> _DIRECTIVES_
1. Summarize the magazine introduction below in two sentences.
2. Answer these questions using the magazine introduction below.
(a) Which company hosted the evening out on the water?
(b) What is the new series called?
(c) Which two culinary figures does the issue say goodbye to?

> _QUOTED TEXT_
===

Tracy Freeman, Judi Gallagher, Kathryn Brass- Piper, Tina Bossy-Freeman at South Beach Food Festival in Miami

If there’s a common thread in this issue, it’s simple: good food, good people, and a reason to linger.

For this issue of Edible Sarasota, we leaned into all of it, beginning with an evening out on the water with Red Boat Tours on Anna Maria Island. Champagne in hand, the Gulf showing off at sunset, and not a single reason to rush— it was a gentle reminder that sometimes the best moments are the simplest ones, especially when shared with good people and something delicious within reach. Come aboard with us.

And speaking of delicious, this issue is going to make you hungry—in the best way.

From a talented young cheesemonger at Morton’s Market bringing fresh energy (and seriously good cheese) to the scene, to peanuts you can’t stop reaching for, cookies that disappear faster than you’d like to admit, and spiked pickles with just the right punch—these are among the distinctive flavors that define our community. Add in a growing local spirits scene (Shark Tooth vodka reflects both creativity and place), and you start to see the full picture: Sarasota isn’t just a place to eat, it’s a place to discover.

That spirit of discovery is what inspired a new series we’re especially excited about: Faces in Food. It’s a celebration of the people behind what we eat and drink—the growers, makers, chefs, and visionaries who bring it all to life. These are the stories behind the stories, and they deserve a spotlight.

This issue also calls for a moment to pause.

We say goodbye to two culinary figures who left a lasting mark on our community: Judi Gallagher and Geordie Rauch. Judi was more than a presence—she was a feeling. She welcomed everyone with open arms, turned meals into celebrations, and somehow made every table feel like the place you most wanted to be. There were countless meals, a lot of laughter, and always a reason to order one more thing.

===

> _Records from a dataset_
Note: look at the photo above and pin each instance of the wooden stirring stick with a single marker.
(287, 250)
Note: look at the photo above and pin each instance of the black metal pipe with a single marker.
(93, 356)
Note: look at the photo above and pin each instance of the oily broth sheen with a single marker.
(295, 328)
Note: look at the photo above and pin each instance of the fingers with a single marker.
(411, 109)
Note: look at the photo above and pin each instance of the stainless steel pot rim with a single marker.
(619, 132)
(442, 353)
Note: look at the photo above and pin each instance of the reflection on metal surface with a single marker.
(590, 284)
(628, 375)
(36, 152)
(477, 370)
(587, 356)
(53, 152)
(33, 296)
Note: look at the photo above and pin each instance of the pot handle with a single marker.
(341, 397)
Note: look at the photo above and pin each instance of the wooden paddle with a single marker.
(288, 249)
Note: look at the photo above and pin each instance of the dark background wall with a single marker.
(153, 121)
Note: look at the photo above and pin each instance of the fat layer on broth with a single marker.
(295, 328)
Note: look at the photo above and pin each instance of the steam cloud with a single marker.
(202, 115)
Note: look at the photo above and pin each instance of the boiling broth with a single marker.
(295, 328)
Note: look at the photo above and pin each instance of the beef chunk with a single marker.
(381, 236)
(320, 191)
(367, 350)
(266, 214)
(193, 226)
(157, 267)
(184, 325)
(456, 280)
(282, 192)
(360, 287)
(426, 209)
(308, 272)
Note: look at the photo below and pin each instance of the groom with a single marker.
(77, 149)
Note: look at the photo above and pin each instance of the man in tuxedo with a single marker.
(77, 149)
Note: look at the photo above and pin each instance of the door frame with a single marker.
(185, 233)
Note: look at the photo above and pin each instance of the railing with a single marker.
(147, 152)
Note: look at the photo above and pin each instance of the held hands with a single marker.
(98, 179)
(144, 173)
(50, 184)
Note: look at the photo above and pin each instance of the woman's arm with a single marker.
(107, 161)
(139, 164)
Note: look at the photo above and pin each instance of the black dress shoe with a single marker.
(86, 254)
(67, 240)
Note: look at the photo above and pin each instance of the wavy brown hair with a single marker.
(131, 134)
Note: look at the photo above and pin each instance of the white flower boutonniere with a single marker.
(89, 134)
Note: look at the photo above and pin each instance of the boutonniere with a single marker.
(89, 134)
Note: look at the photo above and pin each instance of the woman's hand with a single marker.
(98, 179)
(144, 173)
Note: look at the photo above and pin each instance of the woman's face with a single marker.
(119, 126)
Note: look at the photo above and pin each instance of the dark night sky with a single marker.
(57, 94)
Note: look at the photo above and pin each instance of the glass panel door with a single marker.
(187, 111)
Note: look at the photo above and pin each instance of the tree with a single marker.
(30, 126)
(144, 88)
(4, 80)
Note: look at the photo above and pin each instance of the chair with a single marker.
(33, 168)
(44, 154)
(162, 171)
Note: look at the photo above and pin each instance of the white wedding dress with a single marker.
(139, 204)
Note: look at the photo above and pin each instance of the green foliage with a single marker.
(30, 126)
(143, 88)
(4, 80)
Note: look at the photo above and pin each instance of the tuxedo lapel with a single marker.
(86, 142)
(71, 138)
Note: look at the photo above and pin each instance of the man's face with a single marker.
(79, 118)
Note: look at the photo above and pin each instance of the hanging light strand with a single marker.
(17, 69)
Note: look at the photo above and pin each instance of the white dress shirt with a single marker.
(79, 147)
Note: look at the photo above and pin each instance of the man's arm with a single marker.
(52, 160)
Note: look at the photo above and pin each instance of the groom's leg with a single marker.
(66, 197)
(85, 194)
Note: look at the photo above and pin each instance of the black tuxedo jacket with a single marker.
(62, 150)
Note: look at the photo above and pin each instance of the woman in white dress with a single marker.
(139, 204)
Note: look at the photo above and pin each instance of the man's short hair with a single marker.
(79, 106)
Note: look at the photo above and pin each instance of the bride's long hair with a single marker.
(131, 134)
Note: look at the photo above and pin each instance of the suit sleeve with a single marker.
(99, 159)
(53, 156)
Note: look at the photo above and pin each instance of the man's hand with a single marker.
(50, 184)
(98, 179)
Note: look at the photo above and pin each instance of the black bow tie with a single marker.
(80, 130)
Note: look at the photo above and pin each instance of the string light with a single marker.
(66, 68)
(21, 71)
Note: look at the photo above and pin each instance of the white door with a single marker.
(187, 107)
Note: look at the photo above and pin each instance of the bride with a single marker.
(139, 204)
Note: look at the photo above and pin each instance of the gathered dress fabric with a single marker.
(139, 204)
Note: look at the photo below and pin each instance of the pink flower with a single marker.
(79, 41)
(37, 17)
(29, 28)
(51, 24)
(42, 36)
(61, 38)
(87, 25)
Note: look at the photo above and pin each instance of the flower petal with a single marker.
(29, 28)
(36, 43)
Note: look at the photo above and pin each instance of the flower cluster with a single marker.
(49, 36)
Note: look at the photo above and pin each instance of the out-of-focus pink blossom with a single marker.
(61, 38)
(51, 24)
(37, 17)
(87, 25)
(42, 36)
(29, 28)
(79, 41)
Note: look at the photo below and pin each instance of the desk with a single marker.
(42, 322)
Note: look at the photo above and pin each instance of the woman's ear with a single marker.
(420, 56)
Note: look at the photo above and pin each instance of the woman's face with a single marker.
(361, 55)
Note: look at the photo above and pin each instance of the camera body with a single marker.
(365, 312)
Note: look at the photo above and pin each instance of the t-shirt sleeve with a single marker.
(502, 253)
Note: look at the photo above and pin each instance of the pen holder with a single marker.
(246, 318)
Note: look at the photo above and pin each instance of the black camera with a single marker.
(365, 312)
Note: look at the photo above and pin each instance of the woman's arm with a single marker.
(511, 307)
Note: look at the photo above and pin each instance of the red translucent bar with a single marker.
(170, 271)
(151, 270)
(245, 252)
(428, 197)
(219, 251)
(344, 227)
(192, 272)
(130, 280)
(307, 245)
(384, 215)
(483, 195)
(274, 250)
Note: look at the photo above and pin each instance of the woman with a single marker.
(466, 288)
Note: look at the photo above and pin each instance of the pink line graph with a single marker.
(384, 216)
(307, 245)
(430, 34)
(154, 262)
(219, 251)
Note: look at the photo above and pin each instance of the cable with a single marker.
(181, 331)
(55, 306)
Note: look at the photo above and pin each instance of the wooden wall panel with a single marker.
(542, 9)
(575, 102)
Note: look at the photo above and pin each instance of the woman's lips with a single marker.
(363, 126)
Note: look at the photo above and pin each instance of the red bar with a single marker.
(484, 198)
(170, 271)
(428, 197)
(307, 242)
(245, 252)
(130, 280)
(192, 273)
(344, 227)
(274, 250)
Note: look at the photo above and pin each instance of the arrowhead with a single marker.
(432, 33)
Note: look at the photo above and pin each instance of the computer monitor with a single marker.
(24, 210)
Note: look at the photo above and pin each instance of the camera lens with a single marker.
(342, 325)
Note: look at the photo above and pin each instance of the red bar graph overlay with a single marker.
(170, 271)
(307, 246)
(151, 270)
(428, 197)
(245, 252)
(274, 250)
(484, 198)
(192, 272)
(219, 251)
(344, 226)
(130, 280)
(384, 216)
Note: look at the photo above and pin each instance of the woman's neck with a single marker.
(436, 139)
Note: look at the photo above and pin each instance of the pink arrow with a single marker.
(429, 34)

===

> _ANSWERS TO THE PROBLEMS_
1. The introduction to this issue of Edible Sarasota presents its theme of good food, good people and a reason to linger, beginning with a sunset evening on the water with Red Boat Tours on Anna Maria Island. It previews local foods and spirits, introduces a new series called Faces in Food, and says goodbye to two culinary figures, Judi Gallagher and Geordie Rauch.

2.
(a) Red Boat Tours on Anna Maria Island
(b) Faces in Food
(c) Judi Gallagher and Geordie Rauch